THE RECORDS:
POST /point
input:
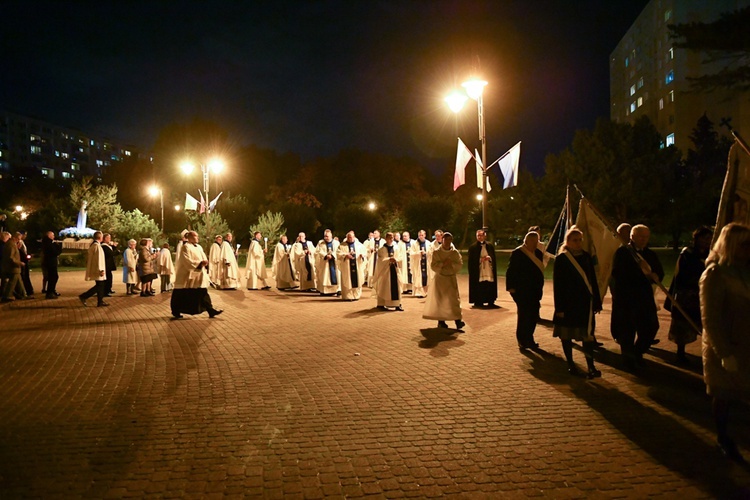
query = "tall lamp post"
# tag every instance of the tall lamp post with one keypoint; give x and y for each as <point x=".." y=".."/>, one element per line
<point x="154" y="191"/>
<point x="474" y="89"/>
<point x="214" y="165"/>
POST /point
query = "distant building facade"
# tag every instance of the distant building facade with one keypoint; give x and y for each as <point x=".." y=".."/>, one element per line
<point x="649" y="76"/>
<point x="31" y="147"/>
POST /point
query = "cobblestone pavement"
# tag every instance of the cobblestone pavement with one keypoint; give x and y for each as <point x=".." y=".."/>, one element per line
<point x="299" y="396"/>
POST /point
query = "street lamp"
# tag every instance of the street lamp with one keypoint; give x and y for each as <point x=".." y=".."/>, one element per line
<point x="214" y="165"/>
<point x="157" y="191"/>
<point x="474" y="89"/>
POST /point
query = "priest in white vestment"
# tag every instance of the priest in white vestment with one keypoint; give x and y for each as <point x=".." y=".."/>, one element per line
<point x="190" y="294"/>
<point x="372" y="257"/>
<point x="215" y="265"/>
<point x="326" y="267"/>
<point x="283" y="267"/>
<point x="304" y="263"/>
<point x="256" y="264"/>
<point x="444" y="303"/>
<point x="420" y="255"/>
<point x="231" y="276"/>
<point x="352" y="262"/>
<point x="166" y="268"/>
<point x="387" y="280"/>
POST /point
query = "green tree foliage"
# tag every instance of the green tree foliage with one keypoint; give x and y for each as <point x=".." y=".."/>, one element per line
<point x="103" y="210"/>
<point x="238" y="213"/>
<point x="724" y="41"/>
<point x="136" y="225"/>
<point x="271" y="225"/>
<point x="207" y="227"/>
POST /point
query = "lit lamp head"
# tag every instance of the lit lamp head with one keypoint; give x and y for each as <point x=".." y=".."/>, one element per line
<point x="474" y="87"/>
<point x="456" y="101"/>
<point x="216" y="165"/>
<point x="187" y="167"/>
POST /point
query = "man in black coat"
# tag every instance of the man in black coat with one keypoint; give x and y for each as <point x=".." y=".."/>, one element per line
<point x="634" y="269"/>
<point x="524" y="280"/>
<point x="482" y="272"/>
<point x="109" y="262"/>
<point x="50" y="251"/>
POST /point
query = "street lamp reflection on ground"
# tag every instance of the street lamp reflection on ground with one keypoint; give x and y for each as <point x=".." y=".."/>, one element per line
<point x="156" y="191"/>
<point x="474" y="89"/>
<point x="215" y="165"/>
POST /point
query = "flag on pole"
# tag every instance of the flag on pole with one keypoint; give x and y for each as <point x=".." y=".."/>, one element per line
<point x="600" y="241"/>
<point x="190" y="202"/>
<point x="212" y="205"/>
<point x="463" y="155"/>
<point x="509" y="166"/>
<point x="480" y="171"/>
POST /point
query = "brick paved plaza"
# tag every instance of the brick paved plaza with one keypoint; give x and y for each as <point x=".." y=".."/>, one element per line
<point x="298" y="396"/>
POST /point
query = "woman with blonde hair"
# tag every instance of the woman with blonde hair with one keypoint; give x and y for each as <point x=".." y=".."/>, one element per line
<point x="577" y="300"/>
<point x="725" y="311"/>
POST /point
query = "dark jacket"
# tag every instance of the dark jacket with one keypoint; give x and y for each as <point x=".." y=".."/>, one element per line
<point x="475" y="294"/>
<point x="524" y="276"/>
<point x="633" y="304"/>
<point x="572" y="296"/>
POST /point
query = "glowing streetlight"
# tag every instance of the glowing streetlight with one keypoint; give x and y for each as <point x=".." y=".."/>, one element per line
<point x="155" y="191"/>
<point x="475" y="88"/>
<point x="215" y="165"/>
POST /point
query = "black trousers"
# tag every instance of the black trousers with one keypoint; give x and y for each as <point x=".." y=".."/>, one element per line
<point x="528" y="316"/>
<point x="98" y="289"/>
<point x="52" y="278"/>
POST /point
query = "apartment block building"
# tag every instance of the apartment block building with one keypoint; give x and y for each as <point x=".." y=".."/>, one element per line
<point x="649" y="75"/>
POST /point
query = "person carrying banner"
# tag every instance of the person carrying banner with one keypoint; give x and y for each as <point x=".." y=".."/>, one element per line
<point x="634" y="322"/>
<point x="577" y="300"/>
<point x="524" y="280"/>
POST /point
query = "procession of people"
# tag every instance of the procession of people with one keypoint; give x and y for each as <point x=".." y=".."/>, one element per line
<point x="710" y="287"/>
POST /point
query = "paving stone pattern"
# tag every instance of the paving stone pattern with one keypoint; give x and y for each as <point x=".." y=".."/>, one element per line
<point x="292" y="395"/>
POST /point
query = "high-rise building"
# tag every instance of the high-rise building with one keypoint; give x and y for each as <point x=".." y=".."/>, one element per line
<point x="31" y="147"/>
<point x="649" y="75"/>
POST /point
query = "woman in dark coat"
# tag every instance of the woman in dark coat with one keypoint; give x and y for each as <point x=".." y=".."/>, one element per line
<point x="577" y="300"/>
<point x="685" y="290"/>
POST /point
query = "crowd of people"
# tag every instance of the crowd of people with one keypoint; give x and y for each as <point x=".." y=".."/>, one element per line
<point x="709" y="294"/>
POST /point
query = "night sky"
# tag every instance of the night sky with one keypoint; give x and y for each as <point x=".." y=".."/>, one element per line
<point x="320" y="76"/>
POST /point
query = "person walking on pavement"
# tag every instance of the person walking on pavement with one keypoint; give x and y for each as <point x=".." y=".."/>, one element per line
<point x="524" y="280"/>
<point x="51" y="250"/>
<point x="725" y="310"/>
<point x="96" y="271"/>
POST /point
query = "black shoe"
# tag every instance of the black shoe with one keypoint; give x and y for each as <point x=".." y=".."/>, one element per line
<point x="729" y="450"/>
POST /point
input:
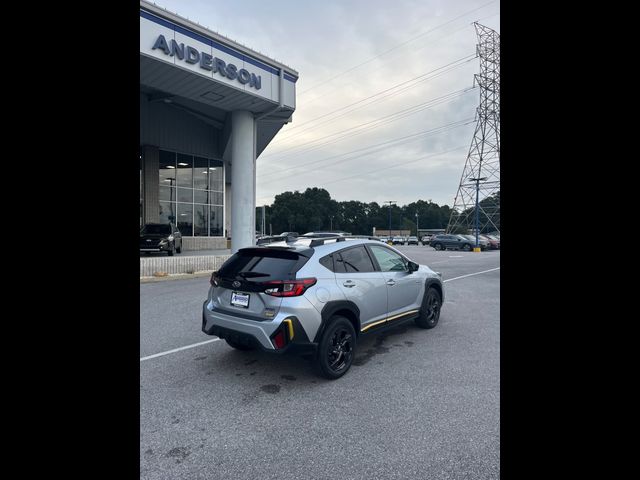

DIRECTIVE: Please find and copy every line of the records above that contains the word "priest", treating uppercase and lowercase as different.

WRITTEN ANSWER:
query = "priest in white vestment"
# tag every instance of the priest in white vestment with one keypoint; give x and y for each as <point x=".." y=".."/>, one element per line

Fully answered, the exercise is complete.